→ TRY IT: The expected response is the complete listing below, restated exactly, with its pictures omitted.

----------------

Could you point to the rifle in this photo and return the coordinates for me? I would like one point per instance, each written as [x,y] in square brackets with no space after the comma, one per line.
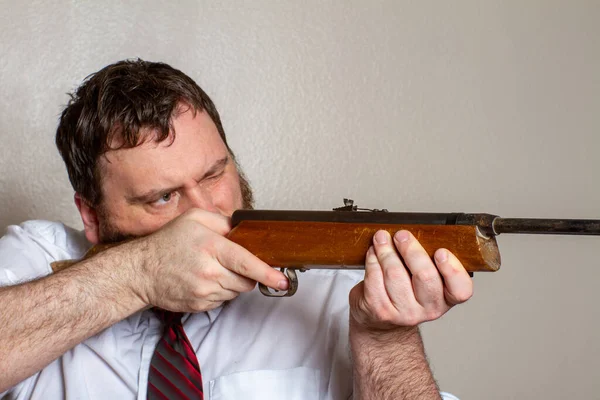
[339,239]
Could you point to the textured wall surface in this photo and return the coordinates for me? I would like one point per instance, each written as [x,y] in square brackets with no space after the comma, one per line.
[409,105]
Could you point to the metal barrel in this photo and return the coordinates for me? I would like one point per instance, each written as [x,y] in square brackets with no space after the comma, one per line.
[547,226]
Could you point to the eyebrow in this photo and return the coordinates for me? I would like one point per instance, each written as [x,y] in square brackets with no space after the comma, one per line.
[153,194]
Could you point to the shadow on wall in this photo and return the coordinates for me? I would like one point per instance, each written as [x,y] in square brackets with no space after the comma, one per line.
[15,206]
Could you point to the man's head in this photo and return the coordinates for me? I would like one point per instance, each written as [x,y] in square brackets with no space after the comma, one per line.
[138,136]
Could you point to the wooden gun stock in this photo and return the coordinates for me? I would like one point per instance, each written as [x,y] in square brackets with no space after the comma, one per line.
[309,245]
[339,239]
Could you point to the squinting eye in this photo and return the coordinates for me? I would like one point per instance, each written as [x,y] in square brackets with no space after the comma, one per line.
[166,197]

----------------

→ THE COMPLETED TASK:
Could you point to the rifle in this photo and return the coordinates for me? I would like one point per instance, each written as [x,y] in square brackets with no space after the comma, one per line.
[339,239]
Could you point to the textured wall surface in this photo and return the coordinates for me? I would like one point per instance, each written as [x,y] in square brackets with no space after the comma, one per line.
[409,105]
Could you point to the metal barrel in this photo and return the coordinates for me? I would like one point per instance, each written as [x,y] in square brackets with no space after the comma, one per line.
[547,226]
Could you point to the eyebrow in this photo and return the coordinates for me? I would like one point per instance, each written as [x,y] in square brackets with no space after the comma, one per line.
[153,194]
Could you point to the shadow on wall in this photo and return the coordinates for me? I would like one point per instance, each written as [x,y] in square brackets with no space after the comma, one per line.
[15,206]
Could you point to the man's head in this photo and return the coordinates for me? I would like one point per instance, each written as [x,y] in square brackets with no space after the comma, one per line.
[138,136]
Could you point to the wooden gun stock in this photo and return the coordinates for me? I would like one point per instance, each written as [x,y] in square brackets with no space after the comma, one per line.
[309,245]
[339,239]
Could you point to the squinting eye in this photo and return the coordinates for me? I would like one point per instance, each written as [x,y] in square brackets with no space after the comma, one per line.
[166,197]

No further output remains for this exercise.